◆ EXTRAIT DU DOCUMENT:
* * *

Il ne faudrait pas que la création de TZCLD devienne celle de TZDS, c’est-à-dire de « Territoires Zéro Droits Sociaux »

Zéro équité

Les organismes publics de placement ont notamment pour mission de créer un « marché de l’emploi », c’est-à-dire un lieu où chaque travailleur.euse peut être mis.e en relation avec un maximum d’offres d’emploi qui lui correspondent, afin de pouvoir valoriser au mieux ses talents. Faire de la résidence dans un quartier déterminé une condition sine qua non pour accéder à certains emplois est à cet égard problématique. Quelle légitimité y a-t-il à ce qu’une personne qui habite cinq cents mètres au-delà du quartier choisi soit à ce seul titre a priori exclue de l’accès à un emploi ?

* * *

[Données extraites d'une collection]
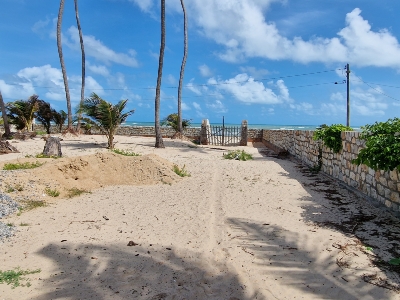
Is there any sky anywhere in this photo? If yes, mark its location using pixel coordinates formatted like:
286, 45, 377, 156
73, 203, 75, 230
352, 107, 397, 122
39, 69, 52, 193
0, 0, 400, 126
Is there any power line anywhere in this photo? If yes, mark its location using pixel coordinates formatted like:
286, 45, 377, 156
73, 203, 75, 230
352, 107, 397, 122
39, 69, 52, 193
354, 74, 400, 101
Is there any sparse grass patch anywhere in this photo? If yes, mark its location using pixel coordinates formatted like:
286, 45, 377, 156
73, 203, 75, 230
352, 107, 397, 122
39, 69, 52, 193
111, 148, 140, 156
68, 188, 90, 198
24, 200, 46, 210
0, 268, 41, 289
35, 153, 59, 159
223, 150, 253, 161
173, 165, 191, 177
3, 161, 43, 171
44, 188, 60, 197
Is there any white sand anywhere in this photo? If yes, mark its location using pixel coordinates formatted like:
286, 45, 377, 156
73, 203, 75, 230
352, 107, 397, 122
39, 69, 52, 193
0, 136, 400, 299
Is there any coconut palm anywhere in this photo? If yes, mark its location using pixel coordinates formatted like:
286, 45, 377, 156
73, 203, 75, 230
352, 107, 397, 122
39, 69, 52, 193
178, 0, 188, 135
36, 100, 54, 134
53, 110, 68, 132
155, 0, 165, 148
74, 0, 85, 132
6, 95, 41, 131
57, 0, 74, 132
0, 91, 11, 137
82, 93, 134, 149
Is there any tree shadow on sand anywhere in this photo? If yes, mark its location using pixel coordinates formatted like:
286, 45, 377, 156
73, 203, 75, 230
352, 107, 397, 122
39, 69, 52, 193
36, 242, 253, 300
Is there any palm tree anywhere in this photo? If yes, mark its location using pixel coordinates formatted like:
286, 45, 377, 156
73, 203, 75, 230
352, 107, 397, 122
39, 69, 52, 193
0, 91, 11, 137
57, 0, 74, 132
36, 100, 54, 134
53, 110, 68, 132
6, 95, 41, 131
74, 0, 85, 132
178, 0, 188, 135
155, 0, 165, 148
82, 93, 135, 149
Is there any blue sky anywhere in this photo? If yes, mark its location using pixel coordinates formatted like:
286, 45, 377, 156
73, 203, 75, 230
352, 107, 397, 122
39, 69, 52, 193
0, 0, 400, 126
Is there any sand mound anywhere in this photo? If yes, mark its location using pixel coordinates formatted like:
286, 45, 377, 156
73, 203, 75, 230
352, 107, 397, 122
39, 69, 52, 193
1, 152, 180, 200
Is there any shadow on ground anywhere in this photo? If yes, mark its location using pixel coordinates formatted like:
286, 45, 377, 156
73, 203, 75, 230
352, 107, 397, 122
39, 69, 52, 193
36, 242, 253, 300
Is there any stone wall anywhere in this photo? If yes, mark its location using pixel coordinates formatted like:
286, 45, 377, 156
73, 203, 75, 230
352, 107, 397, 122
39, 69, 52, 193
263, 130, 400, 216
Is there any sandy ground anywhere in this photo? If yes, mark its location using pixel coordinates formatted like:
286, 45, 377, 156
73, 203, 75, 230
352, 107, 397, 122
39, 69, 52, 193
0, 136, 400, 300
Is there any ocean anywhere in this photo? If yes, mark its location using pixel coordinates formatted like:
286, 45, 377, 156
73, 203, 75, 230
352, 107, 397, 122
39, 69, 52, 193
122, 121, 326, 130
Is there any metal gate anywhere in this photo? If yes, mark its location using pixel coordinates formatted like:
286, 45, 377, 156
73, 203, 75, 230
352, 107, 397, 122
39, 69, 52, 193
207, 125, 242, 146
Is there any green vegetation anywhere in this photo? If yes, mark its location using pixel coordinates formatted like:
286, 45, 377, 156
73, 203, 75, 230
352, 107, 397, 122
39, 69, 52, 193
173, 165, 191, 177
111, 148, 140, 156
313, 124, 353, 153
0, 268, 41, 289
352, 118, 400, 171
35, 153, 59, 159
3, 161, 43, 171
160, 114, 192, 132
81, 93, 134, 150
24, 200, 46, 210
44, 188, 60, 197
223, 150, 253, 161
68, 187, 90, 198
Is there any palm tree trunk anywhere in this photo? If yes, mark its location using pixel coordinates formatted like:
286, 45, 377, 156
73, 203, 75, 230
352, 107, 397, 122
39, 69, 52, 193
0, 91, 11, 138
74, 0, 85, 132
57, 0, 73, 132
178, 0, 188, 135
155, 0, 165, 148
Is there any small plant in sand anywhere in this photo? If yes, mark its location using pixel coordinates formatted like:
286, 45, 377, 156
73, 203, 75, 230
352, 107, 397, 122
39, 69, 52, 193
35, 153, 59, 159
68, 187, 90, 198
112, 148, 140, 156
44, 188, 60, 197
23, 200, 46, 210
0, 268, 41, 289
223, 150, 253, 161
3, 161, 43, 171
173, 165, 191, 177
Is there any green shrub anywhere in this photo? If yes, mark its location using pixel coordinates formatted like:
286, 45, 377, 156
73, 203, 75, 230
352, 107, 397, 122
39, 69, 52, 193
352, 118, 400, 171
223, 150, 253, 161
0, 268, 41, 289
3, 161, 43, 171
313, 124, 353, 153
111, 149, 140, 156
173, 165, 191, 177
44, 188, 60, 197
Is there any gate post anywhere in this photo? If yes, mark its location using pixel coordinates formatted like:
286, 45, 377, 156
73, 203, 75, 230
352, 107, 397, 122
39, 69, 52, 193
200, 119, 210, 145
240, 120, 247, 146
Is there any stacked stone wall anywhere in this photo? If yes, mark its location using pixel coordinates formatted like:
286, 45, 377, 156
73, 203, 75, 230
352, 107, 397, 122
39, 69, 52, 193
263, 130, 400, 216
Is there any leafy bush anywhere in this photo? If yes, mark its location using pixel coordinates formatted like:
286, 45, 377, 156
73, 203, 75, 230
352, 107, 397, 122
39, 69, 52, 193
3, 161, 43, 171
174, 165, 191, 177
224, 150, 253, 161
352, 118, 400, 171
0, 268, 41, 289
112, 148, 140, 156
313, 124, 353, 153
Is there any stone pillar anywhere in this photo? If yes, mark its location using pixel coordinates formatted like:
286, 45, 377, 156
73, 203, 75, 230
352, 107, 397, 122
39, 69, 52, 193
200, 119, 210, 145
240, 120, 247, 146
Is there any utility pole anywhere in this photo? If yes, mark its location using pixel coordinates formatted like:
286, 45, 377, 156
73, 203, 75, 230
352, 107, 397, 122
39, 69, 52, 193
346, 64, 350, 127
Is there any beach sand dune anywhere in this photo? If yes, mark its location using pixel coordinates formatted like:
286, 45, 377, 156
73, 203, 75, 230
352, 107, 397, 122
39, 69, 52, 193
0, 136, 400, 300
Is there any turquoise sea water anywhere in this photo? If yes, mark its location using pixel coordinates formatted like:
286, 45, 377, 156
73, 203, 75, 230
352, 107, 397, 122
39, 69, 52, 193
122, 121, 359, 130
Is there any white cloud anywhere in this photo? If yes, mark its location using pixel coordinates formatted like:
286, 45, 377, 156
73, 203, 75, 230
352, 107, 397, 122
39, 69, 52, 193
206, 100, 228, 113
188, 0, 400, 68
186, 79, 201, 96
199, 64, 212, 77
181, 102, 190, 110
212, 73, 292, 104
64, 26, 139, 67
85, 61, 110, 77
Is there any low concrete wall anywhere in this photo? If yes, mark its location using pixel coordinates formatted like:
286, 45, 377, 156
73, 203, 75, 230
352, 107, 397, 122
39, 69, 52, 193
263, 130, 400, 216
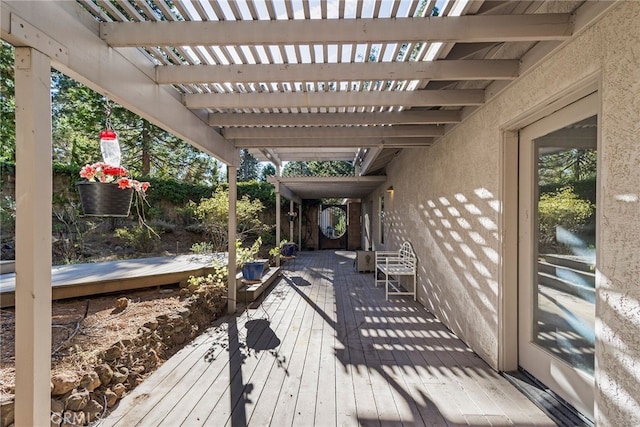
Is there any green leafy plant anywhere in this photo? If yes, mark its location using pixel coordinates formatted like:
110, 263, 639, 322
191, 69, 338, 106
195, 188, 268, 252
236, 237, 262, 267
191, 242, 214, 254
115, 225, 160, 252
538, 187, 594, 251
269, 239, 295, 258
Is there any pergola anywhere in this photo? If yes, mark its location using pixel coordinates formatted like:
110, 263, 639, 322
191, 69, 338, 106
1, 0, 611, 425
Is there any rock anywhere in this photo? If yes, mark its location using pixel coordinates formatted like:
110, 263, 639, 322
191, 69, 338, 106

* * *

◆ CONSIGNE:
Pourriez-vous restituer l'extrait du document en entier, à l'identique ?

◆ EXERCICE RÉALISÉ:
Il ne faudrait pas que la création de TZCLD devienne celle de TZDS, c’est-à-dire de « Territoires Zéro Droits Sociaux »

Zéro équité

Les organismes publics de placement ont notamment pour mission de créer un « marché de l’emploi », c’est-à-dire un lieu où chaque travailleur.euse peut être mis.e en relation avec un maximum d’offres d’emploi qui lui correspondent, afin de pouvoir valoriser au mieux ses talents. Faire de la résidence dans un quartier déterminé une condition sine qua non pour accéder à certains emplois est à cet égard problématique. Quelle légitimité y a-t-il à ce qu’une personne qui habite cinq cents mètres au-delà du quartier choisi soit à ce seul titre a priori exclue de l’accès à un emploi ?